=== WHAT THIS TASK INVOLVES ===
Lay out the records below as a numbered list, one entry per line, skipping blank lines. Leave the picture out.

(Segmentation dataset records)
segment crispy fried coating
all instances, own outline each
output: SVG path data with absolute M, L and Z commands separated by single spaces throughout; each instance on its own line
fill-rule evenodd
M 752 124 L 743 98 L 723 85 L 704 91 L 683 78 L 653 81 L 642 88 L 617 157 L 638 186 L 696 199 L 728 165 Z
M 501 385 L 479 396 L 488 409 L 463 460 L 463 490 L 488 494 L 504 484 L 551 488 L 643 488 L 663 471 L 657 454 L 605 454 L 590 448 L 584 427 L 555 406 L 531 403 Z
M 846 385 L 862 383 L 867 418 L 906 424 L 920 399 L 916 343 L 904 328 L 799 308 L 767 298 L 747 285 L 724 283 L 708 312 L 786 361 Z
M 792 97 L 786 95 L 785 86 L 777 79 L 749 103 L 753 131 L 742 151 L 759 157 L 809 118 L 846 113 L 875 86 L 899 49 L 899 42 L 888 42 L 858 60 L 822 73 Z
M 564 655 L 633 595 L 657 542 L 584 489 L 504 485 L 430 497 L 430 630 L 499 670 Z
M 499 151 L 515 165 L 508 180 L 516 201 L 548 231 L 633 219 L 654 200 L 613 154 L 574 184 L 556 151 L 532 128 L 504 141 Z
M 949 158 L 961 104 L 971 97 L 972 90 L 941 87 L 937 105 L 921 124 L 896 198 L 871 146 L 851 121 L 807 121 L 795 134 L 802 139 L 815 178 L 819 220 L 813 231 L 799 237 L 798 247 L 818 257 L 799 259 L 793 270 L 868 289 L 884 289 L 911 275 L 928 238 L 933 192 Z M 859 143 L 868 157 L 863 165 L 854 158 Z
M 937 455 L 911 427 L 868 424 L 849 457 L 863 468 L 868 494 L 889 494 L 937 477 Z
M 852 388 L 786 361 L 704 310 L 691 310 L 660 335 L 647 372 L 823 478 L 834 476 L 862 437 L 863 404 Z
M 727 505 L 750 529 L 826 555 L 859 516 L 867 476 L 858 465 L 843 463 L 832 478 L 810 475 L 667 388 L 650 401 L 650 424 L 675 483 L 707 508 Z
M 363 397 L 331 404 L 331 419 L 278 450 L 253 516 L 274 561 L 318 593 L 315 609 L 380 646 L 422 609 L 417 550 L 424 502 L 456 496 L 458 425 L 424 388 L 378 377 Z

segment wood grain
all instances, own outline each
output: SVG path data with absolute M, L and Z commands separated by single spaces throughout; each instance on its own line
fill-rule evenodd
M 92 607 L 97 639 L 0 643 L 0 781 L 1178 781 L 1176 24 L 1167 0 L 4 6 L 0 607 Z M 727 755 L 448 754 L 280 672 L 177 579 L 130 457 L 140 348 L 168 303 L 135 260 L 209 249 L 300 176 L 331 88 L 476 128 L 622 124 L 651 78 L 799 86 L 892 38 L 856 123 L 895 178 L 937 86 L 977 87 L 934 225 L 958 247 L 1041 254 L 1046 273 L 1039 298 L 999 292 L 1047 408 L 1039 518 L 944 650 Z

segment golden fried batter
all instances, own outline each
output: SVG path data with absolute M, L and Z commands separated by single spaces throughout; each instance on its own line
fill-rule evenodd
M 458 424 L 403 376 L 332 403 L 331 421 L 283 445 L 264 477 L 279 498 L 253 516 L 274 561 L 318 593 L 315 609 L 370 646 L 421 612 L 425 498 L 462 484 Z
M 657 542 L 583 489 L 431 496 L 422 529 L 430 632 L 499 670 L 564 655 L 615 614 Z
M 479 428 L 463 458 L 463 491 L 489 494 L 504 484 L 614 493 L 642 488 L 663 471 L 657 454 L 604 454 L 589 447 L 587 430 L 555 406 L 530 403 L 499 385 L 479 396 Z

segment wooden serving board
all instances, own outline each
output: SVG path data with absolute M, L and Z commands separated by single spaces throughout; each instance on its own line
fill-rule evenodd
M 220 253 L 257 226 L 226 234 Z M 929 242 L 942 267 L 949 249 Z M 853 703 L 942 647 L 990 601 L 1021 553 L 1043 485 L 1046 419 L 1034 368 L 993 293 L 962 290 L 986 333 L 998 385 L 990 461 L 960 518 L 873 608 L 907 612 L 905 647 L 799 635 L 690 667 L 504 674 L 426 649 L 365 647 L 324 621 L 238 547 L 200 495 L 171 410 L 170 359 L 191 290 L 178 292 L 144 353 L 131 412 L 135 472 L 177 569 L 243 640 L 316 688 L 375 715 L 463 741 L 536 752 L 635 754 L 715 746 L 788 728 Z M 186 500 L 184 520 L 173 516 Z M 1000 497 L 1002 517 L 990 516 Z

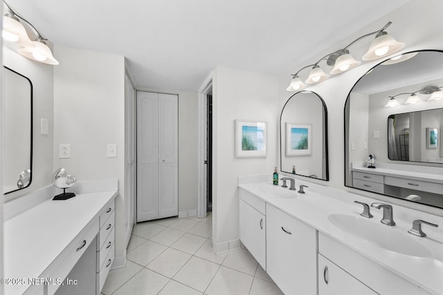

=== SOLUTION FOR THIS PROBLEM ===
1. segment crispy fried coating
2. all instances, own outline each
3. output: SVG path data with absolute M, L and Z commands separated by single spaces throughout; each instance on its own line
4. fill-rule evenodd
5. M 752 124 L 743 98 L 723 85 L 704 91 L 683 78 L 653 81 L 642 88 L 617 157 L 638 186 L 696 199 L 728 165 Z
6. M 501 385 L 479 396 L 488 409 L 463 460 L 463 490 L 488 494 L 504 484 L 551 488 L 643 488 L 663 471 L 657 454 L 605 454 L 590 448 L 584 427 L 555 406 L 531 403 Z
7. M 846 385 L 862 383 L 867 418 L 906 424 L 920 399 L 916 343 L 904 328 L 799 308 L 767 298 L 747 285 L 724 283 L 708 312 L 786 361 Z
8. M 792 97 L 786 95 L 785 86 L 777 79 L 749 103 L 753 131 L 742 151 L 759 157 L 809 118 L 846 113 L 875 86 L 899 49 L 899 42 L 888 42 L 858 60 L 822 73 Z
9. M 564 655 L 633 595 L 657 542 L 584 489 L 504 485 L 430 497 L 430 630 L 499 670 Z
10. M 499 151 L 515 165 L 508 180 L 516 201 L 548 231 L 633 219 L 654 200 L 613 154 L 574 184 L 556 151 L 532 128 L 504 141 Z
11. M 949 158 L 961 104 L 971 97 L 972 90 L 941 87 L 937 105 L 921 124 L 896 198 L 871 146 L 851 121 L 807 121 L 795 134 L 802 139 L 815 178 L 819 220 L 813 231 L 799 237 L 798 247 L 818 257 L 799 259 L 793 270 L 868 289 L 884 289 L 911 275 L 928 238 L 933 192 Z M 859 143 L 868 157 L 863 165 L 854 158 Z
12. M 937 455 L 911 427 L 868 424 L 849 457 L 863 468 L 868 494 L 889 494 L 937 477 Z
13. M 852 388 L 786 361 L 704 310 L 691 310 L 660 335 L 647 372 L 823 478 L 834 476 L 862 437 L 863 404 Z
14. M 727 505 L 750 529 L 826 555 L 859 516 L 867 476 L 858 465 L 843 463 L 832 478 L 810 475 L 667 388 L 650 401 L 650 424 L 675 483 L 707 508 Z
15. M 363 397 L 331 404 L 331 419 L 278 450 L 253 516 L 274 561 L 318 593 L 315 609 L 380 646 L 422 609 L 417 550 L 424 502 L 456 496 L 458 425 L 424 388 L 378 377 Z
16. segment wood grain
17. all instances, own outline each
18. output: SVG path data with absolute M, L and Z commands separated by single spaces throughout; each instance on its own line
19. fill-rule evenodd
20. M 92 607 L 97 639 L 0 643 L 0 781 L 1178 781 L 1176 24 L 1167 0 L 4 6 L 0 607 Z M 727 755 L 448 754 L 280 672 L 177 579 L 130 457 L 140 348 L 168 303 L 135 260 L 209 249 L 300 176 L 331 88 L 476 128 L 622 124 L 651 78 L 799 86 L 892 38 L 856 123 L 895 178 L 937 86 L 977 87 L 934 225 L 958 247 L 1041 254 L 1046 273 L 1039 298 L 999 292 L 1047 408 L 1039 518 L 944 650 Z
21. segment golden fried batter
22. all instances, own outline each
23. output: SVG path data with absolute M, L and Z commands separated by single spaces throughout; each instance on its own line
24. fill-rule evenodd
25. M 458 424 L 403 376 L 332 403 L 331 421 L 283 445 L 264 477 L 279 498 L 253 516 L 274 561 L 318 593 L 315 609 L 370 646 L 421 612 L 425 498 L 462 484 Z
26. M 657 542 L 583 489 L 431 496 L 422 529 L 430 632 L 499 670 L 564 655 L 615 614 Z
27. M 479 428 L 463 458 L 463 491 L 489 494 L 504 484 L 614 493 L 642 488 L 663 471 L 657 454 L 604 454 L 589 447 L 587 430 L 555 406 L 530 403 L 499 385 L 479 396 Z
28. segment wooden serving board
29. all instances, own outline each
30. output: SVG path data with absolute M, L and Z commands separated by single spaces throughout; each instance on its own line
31. fill-rule evenodd
32. M 220 253 L 257 226 L 226 234 Z M 929 242 L 942 267 L 949 249 Z M 853 703 L 942 647 L 990 601 L 1021 553 L 1043 485 L 1046 419 L 1034 368 L 993 293 L 962 290 L 986 333 L 998 385 L 990 461 L 960 518 L 873 608 L 907 612 L 905 647 L 799 635 L 690 667 L 504 674 L 426 649 L 365 647 L 324 621 L 238 547 L 200 495 L 171 410 L 170 359 L 191 290 L 178 292 L 144 353 L 131 412 L 135 472 L 177 569 L 243 640 L 316 688 L 375 715 L 463 741 L 536 752 L 635 754 L 715 746 L 788 728 Z M 186 500 L 184 520 L 173 516 Z M 1000 497 L 1002 517 L 990 516 Z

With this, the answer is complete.